# [WORK INSTRUCTIONS]
Can you copy every one of the records below word for word, leaving the pictures out of your answer?

# [SUPPLIED RECORDS]
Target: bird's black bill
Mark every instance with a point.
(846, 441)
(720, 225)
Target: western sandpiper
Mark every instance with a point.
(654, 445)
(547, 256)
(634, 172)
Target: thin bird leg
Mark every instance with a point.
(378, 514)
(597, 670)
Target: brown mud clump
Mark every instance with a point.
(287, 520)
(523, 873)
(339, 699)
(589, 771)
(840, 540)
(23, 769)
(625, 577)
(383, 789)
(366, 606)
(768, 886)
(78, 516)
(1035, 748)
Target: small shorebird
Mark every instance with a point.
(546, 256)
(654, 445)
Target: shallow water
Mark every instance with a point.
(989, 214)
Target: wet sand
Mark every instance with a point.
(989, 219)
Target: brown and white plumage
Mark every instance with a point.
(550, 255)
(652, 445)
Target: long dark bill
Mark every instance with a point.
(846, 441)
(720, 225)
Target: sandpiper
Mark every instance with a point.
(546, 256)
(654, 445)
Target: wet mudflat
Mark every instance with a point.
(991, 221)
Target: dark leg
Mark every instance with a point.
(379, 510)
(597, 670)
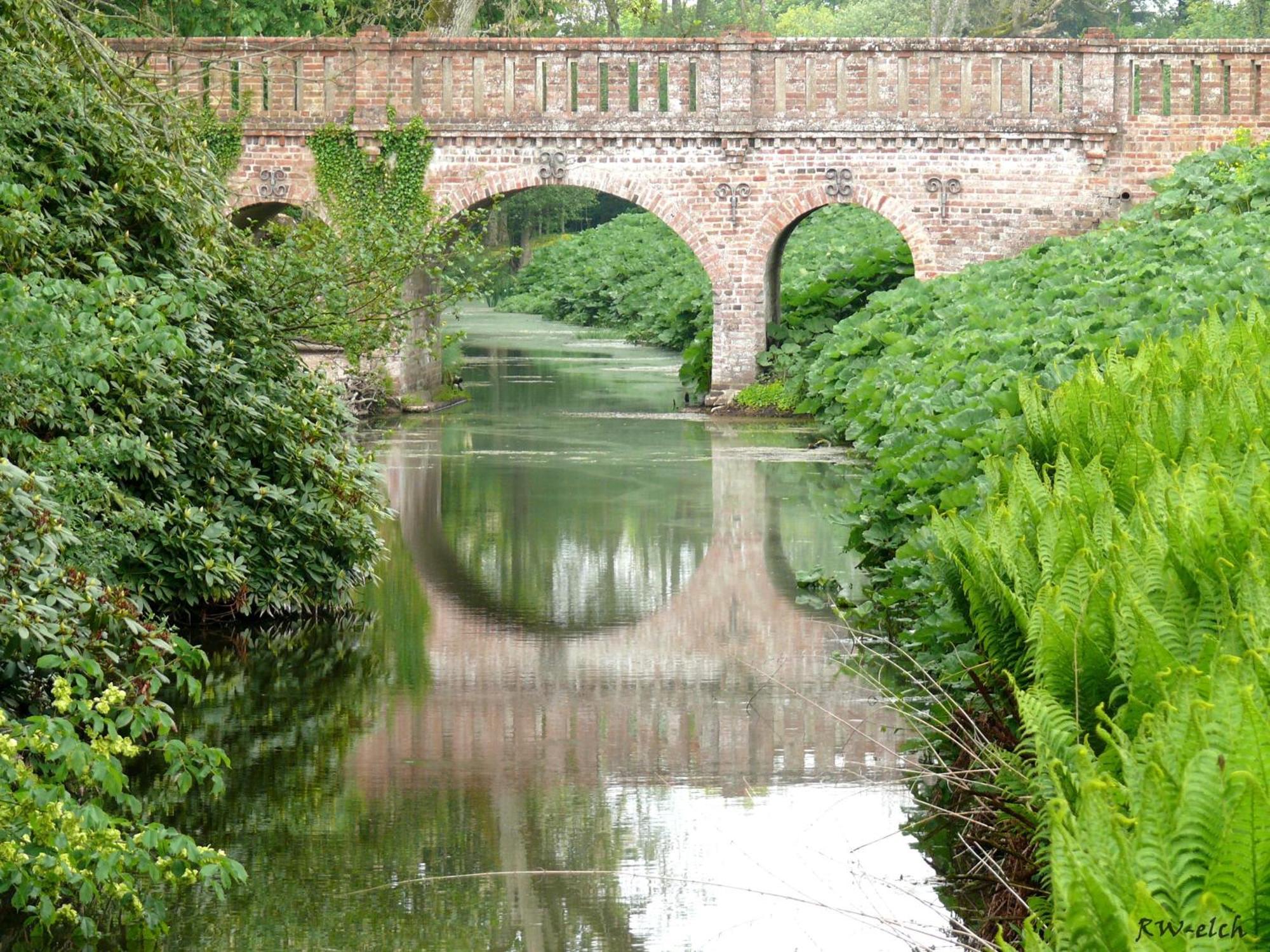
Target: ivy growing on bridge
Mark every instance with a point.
(388, 260)
(360, 188)
(223, 138)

# [WRITTEN REPLY]
Target: bird's black bill
Mark every instance with a point.
(846, 441)
(720, 225)
Target: western sandpiper
Mark every instance with a point.
(654, 445)
(547, 256)
(634, 172)
Target: thin bird leg
Mark every instance with a point.
(378, 514)
(597, 670)
Target: brown mud clump
Mark every instance with a point.
(287, 520)
(523, 873)
(339, 699)
(589, 771)
(840, 540)
(23, 769)
(625, 577)
(383, 789)
(366, 606)
(768, 886)
(78, 516)
(1035, 748)
Target: small shorebird
Mark every instance with a point.
(546, 256)
(654, 445)
Target: shallow water
Mark every instance with a point.
(989, 214)
Target: wet sand
Mark every instance with a point.
(989, 219)
Target: brown and white plumage
Mark every instance with a point.
(550, 255)
(652, 445)
Target: long dark bill
Mark every instance with a point.
(846, 441)
(720, 225)
Target: sandpiper
Mark every instance with a point.
(546, 256)
(654, 445)
Target: wet mudflat
Mark every instance with a point.
(991, 221)
Target: dark leg
Mark every instance with a point.
(379, 510)
(597, 670)
Target: ivy growing on bridge
Mark every instance with a point.
(388, 260)
(360, 188)
(223, 138)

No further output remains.